Exercise task → Scale the entries below from the line with "singer holding microphone" up to and including the line with "63 185 L 63". Write those lines out again in full, requests included, but multiply every coordinate in the answer by 1.3 and round to whole numbers, with halves rounded up, leaving the numbers in the requests and their sample paths unchanged.

The data →
>> Begin

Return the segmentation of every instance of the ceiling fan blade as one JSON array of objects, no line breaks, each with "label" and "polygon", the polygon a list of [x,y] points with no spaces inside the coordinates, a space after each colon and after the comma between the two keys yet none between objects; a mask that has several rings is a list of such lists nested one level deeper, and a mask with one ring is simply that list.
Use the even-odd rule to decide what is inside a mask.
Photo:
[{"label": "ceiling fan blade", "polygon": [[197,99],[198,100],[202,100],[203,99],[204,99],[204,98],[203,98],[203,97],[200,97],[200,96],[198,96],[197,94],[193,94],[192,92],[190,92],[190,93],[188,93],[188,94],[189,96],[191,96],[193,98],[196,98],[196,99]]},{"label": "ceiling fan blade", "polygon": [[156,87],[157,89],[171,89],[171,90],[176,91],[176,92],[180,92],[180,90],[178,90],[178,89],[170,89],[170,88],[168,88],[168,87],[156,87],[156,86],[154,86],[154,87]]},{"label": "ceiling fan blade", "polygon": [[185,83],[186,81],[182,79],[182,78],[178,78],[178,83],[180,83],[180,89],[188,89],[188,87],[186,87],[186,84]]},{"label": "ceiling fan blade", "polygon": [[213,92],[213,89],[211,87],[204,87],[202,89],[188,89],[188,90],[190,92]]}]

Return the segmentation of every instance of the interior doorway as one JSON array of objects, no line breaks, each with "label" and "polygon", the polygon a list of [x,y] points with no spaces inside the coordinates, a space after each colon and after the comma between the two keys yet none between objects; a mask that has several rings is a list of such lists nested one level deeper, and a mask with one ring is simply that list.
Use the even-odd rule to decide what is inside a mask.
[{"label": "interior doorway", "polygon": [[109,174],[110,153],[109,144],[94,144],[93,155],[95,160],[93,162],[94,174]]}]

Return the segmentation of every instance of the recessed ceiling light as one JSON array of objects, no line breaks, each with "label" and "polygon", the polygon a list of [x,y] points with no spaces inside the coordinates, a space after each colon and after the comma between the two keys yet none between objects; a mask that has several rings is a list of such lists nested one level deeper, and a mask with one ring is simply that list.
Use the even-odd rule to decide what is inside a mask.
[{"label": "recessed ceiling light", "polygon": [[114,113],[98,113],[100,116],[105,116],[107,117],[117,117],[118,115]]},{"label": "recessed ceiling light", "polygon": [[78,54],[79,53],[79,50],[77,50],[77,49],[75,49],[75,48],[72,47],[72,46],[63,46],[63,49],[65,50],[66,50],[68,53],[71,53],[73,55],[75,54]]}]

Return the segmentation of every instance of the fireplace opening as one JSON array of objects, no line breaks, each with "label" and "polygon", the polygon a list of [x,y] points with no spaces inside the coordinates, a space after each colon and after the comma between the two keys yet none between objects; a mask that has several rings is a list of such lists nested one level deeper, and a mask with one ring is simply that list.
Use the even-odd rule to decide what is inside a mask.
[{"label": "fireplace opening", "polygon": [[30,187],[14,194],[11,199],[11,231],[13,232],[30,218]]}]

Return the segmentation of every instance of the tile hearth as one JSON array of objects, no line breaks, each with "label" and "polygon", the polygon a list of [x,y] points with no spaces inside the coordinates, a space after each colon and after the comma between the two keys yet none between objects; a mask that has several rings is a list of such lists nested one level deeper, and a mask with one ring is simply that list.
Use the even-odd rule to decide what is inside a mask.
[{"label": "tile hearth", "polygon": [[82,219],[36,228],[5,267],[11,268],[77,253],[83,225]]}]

>> End
>> Begin

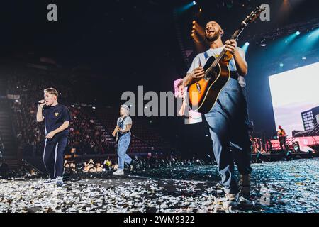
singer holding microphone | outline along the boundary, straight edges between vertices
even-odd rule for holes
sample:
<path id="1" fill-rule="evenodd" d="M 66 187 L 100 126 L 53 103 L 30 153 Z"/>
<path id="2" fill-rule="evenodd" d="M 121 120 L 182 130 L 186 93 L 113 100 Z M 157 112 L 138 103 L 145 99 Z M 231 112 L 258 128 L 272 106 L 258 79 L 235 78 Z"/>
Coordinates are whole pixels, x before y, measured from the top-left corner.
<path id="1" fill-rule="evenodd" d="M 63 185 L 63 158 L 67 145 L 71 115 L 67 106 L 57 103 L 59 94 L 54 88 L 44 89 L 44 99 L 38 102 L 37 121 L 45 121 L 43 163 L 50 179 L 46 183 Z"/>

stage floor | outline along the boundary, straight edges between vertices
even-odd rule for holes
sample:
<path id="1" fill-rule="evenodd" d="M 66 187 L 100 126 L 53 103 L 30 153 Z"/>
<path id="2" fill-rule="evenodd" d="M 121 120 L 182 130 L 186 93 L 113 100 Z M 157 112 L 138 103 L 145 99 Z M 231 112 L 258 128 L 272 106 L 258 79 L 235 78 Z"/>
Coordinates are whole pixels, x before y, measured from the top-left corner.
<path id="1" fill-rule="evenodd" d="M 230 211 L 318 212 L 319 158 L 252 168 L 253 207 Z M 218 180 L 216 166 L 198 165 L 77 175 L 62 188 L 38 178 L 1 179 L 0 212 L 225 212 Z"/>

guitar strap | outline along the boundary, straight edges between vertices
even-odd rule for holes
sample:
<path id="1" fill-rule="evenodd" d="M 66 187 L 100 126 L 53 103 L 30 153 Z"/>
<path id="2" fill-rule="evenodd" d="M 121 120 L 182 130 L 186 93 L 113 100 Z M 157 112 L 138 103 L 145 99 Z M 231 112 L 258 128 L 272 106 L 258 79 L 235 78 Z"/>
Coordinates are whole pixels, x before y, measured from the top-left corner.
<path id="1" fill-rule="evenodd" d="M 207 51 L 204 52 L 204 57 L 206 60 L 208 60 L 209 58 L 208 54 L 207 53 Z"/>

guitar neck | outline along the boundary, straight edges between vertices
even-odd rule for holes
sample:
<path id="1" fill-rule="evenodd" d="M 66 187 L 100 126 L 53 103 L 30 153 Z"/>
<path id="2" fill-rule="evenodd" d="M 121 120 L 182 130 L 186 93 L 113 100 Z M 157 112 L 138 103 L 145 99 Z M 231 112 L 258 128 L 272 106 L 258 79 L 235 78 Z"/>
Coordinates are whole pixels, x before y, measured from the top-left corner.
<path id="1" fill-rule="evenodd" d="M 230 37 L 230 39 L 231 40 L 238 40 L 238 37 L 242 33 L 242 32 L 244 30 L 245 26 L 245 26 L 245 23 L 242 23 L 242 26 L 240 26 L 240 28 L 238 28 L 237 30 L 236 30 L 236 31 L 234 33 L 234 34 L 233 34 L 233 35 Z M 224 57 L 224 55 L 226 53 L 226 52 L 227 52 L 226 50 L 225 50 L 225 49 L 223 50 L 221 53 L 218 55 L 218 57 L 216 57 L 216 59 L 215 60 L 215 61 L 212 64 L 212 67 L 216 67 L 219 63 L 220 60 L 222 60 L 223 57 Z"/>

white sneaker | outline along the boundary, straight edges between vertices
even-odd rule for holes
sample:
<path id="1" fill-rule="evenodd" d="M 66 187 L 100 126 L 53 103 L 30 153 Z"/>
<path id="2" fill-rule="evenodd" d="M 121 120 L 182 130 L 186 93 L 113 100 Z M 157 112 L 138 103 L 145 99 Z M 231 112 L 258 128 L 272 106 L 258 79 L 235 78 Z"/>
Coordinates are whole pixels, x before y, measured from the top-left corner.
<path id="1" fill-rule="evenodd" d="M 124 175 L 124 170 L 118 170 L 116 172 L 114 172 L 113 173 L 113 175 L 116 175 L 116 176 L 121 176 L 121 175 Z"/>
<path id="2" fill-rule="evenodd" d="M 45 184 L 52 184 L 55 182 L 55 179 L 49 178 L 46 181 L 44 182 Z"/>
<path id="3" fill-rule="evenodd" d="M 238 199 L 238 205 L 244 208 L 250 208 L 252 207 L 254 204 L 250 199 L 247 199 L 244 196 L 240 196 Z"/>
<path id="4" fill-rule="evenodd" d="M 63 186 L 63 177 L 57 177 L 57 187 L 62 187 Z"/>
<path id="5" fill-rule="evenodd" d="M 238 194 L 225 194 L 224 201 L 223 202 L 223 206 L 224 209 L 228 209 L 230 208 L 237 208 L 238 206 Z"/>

>> End

Exercise output →
singer holding microphone | outline along the boundary, straight edges between vertices
even-odd rule for holes
sample:
<path id="1" fill-rule="evenodd" d="M 66 187 L 100 126 L 53 103 L 30 153 Z"/>
<path id="2" fill-rule="evenodd" d="M 121 120 L 182 130 L 186 93 L 113 100 Z M 157 112 L 138 103 L 145 99 Z M 231 112 L 258 128 L 272 106 L 258 79 L 235 78 Z"/>
Coordinates are whole pixels, x before y, measured from the top-left corner.
<path id="1" fill-rule="evenodd" d="M 82 241 L 82 205 L 87 189 L 92 150 L 87 138 L 74 134 L 77 122 L 70 114 L 57 116 L 57 129 L 49 133 L 48 157 L 59 157 L 56 212 L 65 233 L 60 238 Z"/>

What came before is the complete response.